• What you have to do:
Copy the entire listing, down to the final line, exactly.

• Information shown:
---*---
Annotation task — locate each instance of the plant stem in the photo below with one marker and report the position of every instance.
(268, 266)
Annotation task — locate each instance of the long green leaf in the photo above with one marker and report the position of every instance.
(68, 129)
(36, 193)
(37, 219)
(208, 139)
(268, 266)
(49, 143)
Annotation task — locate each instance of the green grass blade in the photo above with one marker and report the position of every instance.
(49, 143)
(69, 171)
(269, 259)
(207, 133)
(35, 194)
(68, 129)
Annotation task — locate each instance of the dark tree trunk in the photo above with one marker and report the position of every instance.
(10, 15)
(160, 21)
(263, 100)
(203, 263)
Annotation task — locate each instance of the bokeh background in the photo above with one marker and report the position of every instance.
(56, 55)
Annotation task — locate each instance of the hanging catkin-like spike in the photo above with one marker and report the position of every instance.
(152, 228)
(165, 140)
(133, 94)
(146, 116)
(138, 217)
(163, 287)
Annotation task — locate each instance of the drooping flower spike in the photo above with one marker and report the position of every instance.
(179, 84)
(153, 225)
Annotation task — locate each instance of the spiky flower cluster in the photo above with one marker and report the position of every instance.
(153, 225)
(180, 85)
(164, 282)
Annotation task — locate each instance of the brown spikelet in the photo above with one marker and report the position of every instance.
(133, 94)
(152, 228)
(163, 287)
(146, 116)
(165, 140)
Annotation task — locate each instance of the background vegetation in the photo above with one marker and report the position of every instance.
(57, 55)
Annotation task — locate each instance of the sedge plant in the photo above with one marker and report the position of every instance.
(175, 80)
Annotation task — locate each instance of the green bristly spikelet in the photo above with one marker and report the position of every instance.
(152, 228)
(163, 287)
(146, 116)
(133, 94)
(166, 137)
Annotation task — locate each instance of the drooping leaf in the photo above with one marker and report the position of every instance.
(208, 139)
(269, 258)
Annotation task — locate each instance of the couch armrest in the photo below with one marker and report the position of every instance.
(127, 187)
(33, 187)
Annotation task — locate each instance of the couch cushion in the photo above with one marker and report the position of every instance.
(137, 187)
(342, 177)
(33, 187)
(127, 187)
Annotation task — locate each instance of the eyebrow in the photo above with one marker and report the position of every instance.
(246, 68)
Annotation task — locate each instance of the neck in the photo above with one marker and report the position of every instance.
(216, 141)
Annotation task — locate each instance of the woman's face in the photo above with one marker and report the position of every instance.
---*---
• Answer to the problem:
Annotation task — locate each instance of the plant stem in the photo below with one marker and report the position of every instance.
(268, 266)
Annotation task — locate each instance of the long green leaf in the photo above with one marker and report the position of every instance.
(68, 129)
(36, 193)
(37, 219)
(208, 139)
(268, 266)
(49, 143)
Annotation task — locate each instance of the green grass blade in the photo above with one marker and report the position of every instance.
(49, 143)
(69, 171)
(269, 259)
(207, 133)
(35, 194)
(68, 129)
Annotation task — locate each instance of the dark tree trunk in the photo above with one marker and report the position of every instance.
(10, 15)
(160, 21)
(263, 100)
(203, 263)
Annotation task — locate each instance of the bokeh background in the photo above with one marker and report the position of every instance.
(56, 55)
Annotation task — locate each instance of the hanging catkin-like spike in the photo above with one marker and report the position of every instance.
(152, 228)
(165, 140)
(133, 94)
(146, 116)
(138, 217)
(163, 287)
Annotation task — locate each instance of the drooping flower spike in the photo above with one marker and report the position of every instance.
(179, 84)
(153, 225)
Annotation task — locate each instance of the spiky flower cluster in the photo above with one marker and report the position of every instance.
(153, 225)
(180, 85)
(164, 282)
Annotation task — locate each instance of the brown spikelet in the photo above with one marker and report the position of every instance.
(133, 94)
(152, 228)
(163, 287)
(146, 116)
(165, 140)
Annotation task — locate each instance of the background vegetation in the photo above with one marker and report the position of every instance.
(57, 55)
Annotation task — locate each instance of the sedge plant in the photo above with one marker and report the position of every instance.
(175, 80)
Annotation task — locate each instance of the green bristly spikelet in the photo above with one marker and report the position of every instance.
(152, 228)
(163, 287)
(146, 116)
(133, 94)
(166, 137)
Annotation task — locate each instance of the drooping leaf in the photo above with one marker and report the position of every instance.
(208, 139)
(269, 258)
Annotation task — locate each instance of the couch armrest in the photo below with one marker and report the position of every instance.
(127, 187)
(33, 187)
Annotation task — locate each instance of the couch cushion in the photo above with one marker and report the position of every instance.
(137, 187)
(342, 177)
(33, 187)
(127, 187)
Annotation task — locate each instance of the eyebrow in the photo above with one marker and report the position of every instance.
(246, 68)
Annotation task — locate each instance of the neck in the photo above with one marker and report the position of every instance.
(216, 141)
Annotation task — locate each instance of the woman's face in the photo above with one marker and report the position of every instance.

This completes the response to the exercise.